__Request__
Substitute "Mark" for "Indicate" throughout the records below, and give them again otherwise unchanged.

__Provided information__
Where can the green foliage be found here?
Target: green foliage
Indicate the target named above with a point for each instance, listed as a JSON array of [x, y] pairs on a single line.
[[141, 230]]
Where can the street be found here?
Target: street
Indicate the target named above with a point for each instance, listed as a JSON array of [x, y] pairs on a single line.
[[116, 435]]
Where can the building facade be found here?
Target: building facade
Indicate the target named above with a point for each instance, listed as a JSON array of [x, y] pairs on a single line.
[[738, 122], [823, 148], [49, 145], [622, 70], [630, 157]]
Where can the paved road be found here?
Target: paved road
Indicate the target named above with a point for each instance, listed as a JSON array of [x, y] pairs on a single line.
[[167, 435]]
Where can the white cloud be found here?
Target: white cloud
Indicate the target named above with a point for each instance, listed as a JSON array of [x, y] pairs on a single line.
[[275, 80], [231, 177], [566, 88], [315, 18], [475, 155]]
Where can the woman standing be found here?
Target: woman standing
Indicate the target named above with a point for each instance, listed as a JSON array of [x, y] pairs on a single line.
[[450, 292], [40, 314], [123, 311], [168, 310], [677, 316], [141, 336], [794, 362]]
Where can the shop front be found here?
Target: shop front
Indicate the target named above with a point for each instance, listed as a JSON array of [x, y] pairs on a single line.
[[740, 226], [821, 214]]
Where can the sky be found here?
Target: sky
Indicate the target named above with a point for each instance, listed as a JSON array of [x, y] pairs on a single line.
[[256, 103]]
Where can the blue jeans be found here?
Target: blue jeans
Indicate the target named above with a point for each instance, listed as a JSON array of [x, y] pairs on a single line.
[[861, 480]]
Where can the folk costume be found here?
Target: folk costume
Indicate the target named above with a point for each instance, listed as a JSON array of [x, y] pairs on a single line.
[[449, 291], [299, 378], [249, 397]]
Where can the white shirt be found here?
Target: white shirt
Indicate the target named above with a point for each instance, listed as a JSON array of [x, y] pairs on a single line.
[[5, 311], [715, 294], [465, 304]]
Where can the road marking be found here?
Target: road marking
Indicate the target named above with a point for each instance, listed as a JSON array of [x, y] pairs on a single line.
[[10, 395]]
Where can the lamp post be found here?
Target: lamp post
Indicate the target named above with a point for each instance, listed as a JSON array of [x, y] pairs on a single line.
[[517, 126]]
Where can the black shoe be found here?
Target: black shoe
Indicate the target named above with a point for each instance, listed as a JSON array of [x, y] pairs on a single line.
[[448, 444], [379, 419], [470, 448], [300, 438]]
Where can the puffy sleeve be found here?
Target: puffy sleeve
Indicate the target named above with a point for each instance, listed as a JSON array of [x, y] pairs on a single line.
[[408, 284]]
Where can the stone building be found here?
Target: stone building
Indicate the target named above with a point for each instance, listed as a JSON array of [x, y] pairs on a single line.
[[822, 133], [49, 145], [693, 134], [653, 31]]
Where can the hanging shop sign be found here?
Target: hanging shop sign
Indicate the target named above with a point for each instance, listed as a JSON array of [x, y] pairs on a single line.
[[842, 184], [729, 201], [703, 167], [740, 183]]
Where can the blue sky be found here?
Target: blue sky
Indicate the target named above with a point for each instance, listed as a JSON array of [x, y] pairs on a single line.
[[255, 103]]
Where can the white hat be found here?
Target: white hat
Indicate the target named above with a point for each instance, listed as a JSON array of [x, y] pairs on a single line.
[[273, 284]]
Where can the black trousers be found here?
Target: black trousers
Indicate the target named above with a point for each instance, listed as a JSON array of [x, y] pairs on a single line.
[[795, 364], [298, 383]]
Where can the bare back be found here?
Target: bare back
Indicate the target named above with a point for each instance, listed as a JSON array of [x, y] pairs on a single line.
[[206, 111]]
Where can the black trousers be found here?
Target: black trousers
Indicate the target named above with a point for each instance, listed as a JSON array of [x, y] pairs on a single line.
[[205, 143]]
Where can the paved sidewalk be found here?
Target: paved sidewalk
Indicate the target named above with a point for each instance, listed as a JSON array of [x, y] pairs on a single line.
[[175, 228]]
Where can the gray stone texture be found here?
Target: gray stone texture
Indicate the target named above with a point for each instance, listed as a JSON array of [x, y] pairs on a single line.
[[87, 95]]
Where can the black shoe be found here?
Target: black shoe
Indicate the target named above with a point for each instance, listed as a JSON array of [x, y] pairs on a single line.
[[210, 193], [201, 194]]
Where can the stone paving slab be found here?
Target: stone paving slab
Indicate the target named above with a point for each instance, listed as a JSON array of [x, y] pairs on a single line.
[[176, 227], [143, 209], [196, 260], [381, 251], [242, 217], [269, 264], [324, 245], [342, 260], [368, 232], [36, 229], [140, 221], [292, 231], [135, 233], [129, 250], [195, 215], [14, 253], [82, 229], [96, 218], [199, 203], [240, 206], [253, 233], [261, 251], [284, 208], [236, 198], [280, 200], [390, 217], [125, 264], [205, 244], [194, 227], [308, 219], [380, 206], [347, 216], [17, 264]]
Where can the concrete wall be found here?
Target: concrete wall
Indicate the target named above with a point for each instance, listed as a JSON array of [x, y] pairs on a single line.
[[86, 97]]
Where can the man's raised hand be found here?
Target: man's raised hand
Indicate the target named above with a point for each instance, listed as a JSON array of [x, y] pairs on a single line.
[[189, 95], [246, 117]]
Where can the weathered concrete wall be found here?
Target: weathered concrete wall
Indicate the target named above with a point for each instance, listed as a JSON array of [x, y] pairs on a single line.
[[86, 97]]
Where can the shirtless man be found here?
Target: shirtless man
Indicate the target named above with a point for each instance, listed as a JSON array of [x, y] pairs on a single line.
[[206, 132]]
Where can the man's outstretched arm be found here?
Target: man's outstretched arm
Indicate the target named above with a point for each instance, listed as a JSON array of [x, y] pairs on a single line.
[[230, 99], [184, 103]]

__The answer__
Where can the green foliage be found here?
Target: green foliage
Mark the target named above with a point for each instance, listed as a JSON array of [x, y] pairs on a single line.
[[141, 230]]
Where can the street be found here?
Target: street
Mark the target named above with a point for each instance, listed as a JSON array of [x, y] pairs on a single line.
[[116, 435]]
Where can the building facade be found here?
Target: building facade
Mark the target named above with a point for each instance, listed as a JSON array of [x, y] pairs on a single line.
[[738, 122], [823, 148], [49, 145], [622, 70], [630, 157]]
Where can the paved road be found here?
Target: paved road
Mark the target named above with a point for each instance, listed as a JSON array of [x, y] pairs on a single line.
[[167, 435]]
Where can the white cloud be found here?
Target: white cloud
Mark the target named above with a point for each instance, listed as a JSON array of [x, y] pairs on a single line.
[[275, 80], [231, 177], [566, 88], [315, 18], [475, 155]]
Where can the woman standing be found here?
Target: woman standing
Mark the target named above with a point for each instance, listed as a JSON array of [x, y] pairs on a single line.
[[450, 292], [40, 314], [123, 311], [168, 310], [677, 316], [141, 336], [794, 362]]
Where can the shop front be found here?
Target: shop front
Mark the target named above with a point for each instance, listed as a JSON array of [x, y] pairs on a single line.
[[740, 226], [821, 214]]
Where can the sky be found here?
Target: sky
Mark the target named above with a point for each instance, listed as a JSON array of [x, y] pairs on a single line.
[[256, 103]]
Where can the blue jeans be found here?
Target: blue jeans
Mark the target named above with a point for each instance, listed as a JSON array of [x, y] pairs on a single line.
[[861, 480]]
Where can the folk costume be found here?
Target: folk costume
Mark the target named above with a point for each instance, listed as a JSON array of [x, y] pairs on a single line.
[[449, 291], [299, 378], [249, 397]]
Where can the white shirt be found here?
Target: white shirt
Mark the target named above with a point for each instance, listed as a JSON array of [x, y] pairs on a single line.
[[5, 311], [715, 294], [465, 304]]
Where can the road marking be found here?
Target: road marking
Mark the target named above with a point for each instance, listed as a JSON array of [x, y] pairs on a single line.
[[10, 395]]
Where can the lamp post be found here?
Target: lamp post
Mark the target named above with a point for each instance, listed as a JSON array of [x, y] pairs on a single line.
[[517, 126]]
Where can the black shoe be found here?
Target: black shoe
Mark the target named above with a point for each instance, listed as a JSON array of [x, y] pairs on a single line.
[[448, 444], [379, 419], [470, 448], [300, 438]]
Where can the puffy sleeve be found here?
Target: puffy sleeve
Mark the target named above with a point for each instance, listed as a JSON array of [x, y] pairs on a single line.
[[408, 284]]
Where can the stone building be found here?
Target: stone building
Mark the target named above with a point for each instance, listed as a JSON array of [x, y] pairs on a single line.
[[822, 133], [49, 145], [693, 134], [653, 31]]
Where can the hanging shop sign be found here?
Target: hanging shop sign
Mark the target named above with a point for each instance, listed as a JSON array of [x, y] pairs on a single line.
[[842, 184], [729, 201], [703, 167], [740, 183]]
Where can the blue sky be found here?
Target: blue sky
Mark the target named above with a point for each instance, listed as a JSON array of [x, y] pairs on a single line.
[[255, 103]]
Where can the white hat be found here?
Target: white hat
Mark the target named above with a point for each instance, listed as a JSON array of [x, y] pairs on a single line.
[[273, 284]]
Where can the black trousers be found here?
Target: black trousers
Mark the target named above with a point for each instance, listed as a JSON array of [x, y] pairs on a single line.
[[795, 364], [298, 383]]
Where can the bare back be found here?
Target: bare back
Mark the target named above with a point for each instance, listed as a JSON array of [x, y] pairs on a single line.
[[206, 111]]
Where can the black trousers be found here?
Target: black trousers
Mark the target named above with a point for each instance, listed as a JSON array of [x, y] pairs on a single line.
[[205, 143]]
Where can the paved sidewalk be found here?
Target: paved sidewalk
Mark the target named above with a point for each instance, listed as a JSON array of [x, y] pairs on a single line.
[[175, 228]]
Where can the gray stone texture be found here?
Target: gray stone texture
Mark the target named above with a point for each instance, listed as a JSON array of [x, y] pairs on a single line.
[[87, 95]]
Where can the black shoe be found here?
Target: black shoe
Mark the target named above with a point for each instance, listed as a JSON array of [x, y] pairs on a single line.
[[210, 193], [201, 194]]
Where can the stone paving slab be found here?
Target: stone paving slab
Mark the target named above with a point for each instance, listed as a JSON array of [x, y] pairs on a single line.
[[176, 227], [143, 209], [196, 260], [381, 251], [242, 217], [269, 264], [324, 245], [342, 260], [368, 232], [36, 229], [140, 221], [292, 231], [135, 233], [129, 250], [195, 215], [14, 253], [82, 229], [96, 218], [199, 203], [240, 206], [253, 233], [261, 251], [284, 208], [236, 198], [280, 200], [390, 217], [125, 264], [205, 244], [194, 227], [308, 219], [380, 206], [347, 216], [17, 264]]
Where can the concrete wall be found here?
Target: concrete wall
Mark the target named above with a point for each instance, listed as a JSON array of [x, y] pairs on a single line.
[[86, 97]]
Where can the man's raised hand be found here?
Target: man's raised hand
Mark the target named above with a point for each instance, listed as a JSON array of [x, y] pairs on a single line.
[[189, 95], [246, 117]]
Where can the weathered concrete wall be found here?
Target: weathered concrete wall
Mark the target named above with a point for each instance, listed as a JSON array of [x, y] pairs on a single line.
[[86, 97]]
Where can the shirtless man be found here?
Target: shirtless man
Mark the target named above with a point for each instance, listed as a JSON array of [x, y] pairs on a single line.
[[206, 132]]
Where can the man's outstretched arm be found here?
Target: man's outstretched arm
Mark the target named above with a point for each instance, listed as a JSON array of [x, y] pairs on a single line.
[[230, 99], [184, 103]]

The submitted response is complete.